__TASK GOAL__. Write out each line of the items below that contains the string "query".
## Start AVAILABLE DATA
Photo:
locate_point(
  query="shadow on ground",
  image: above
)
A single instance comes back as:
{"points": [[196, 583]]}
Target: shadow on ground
## End AVAILABLE DATA
## Start AVAILABLE DATA
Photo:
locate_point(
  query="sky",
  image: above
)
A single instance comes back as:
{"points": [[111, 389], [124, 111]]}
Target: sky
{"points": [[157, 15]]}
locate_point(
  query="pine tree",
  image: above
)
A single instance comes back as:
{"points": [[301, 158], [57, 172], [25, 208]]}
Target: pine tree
## End AVAILABLE DATA
__OUTPUT FOR THIS EXERCISE__.
  query="shadow on ground",
  query="sky",
  query="pine tree",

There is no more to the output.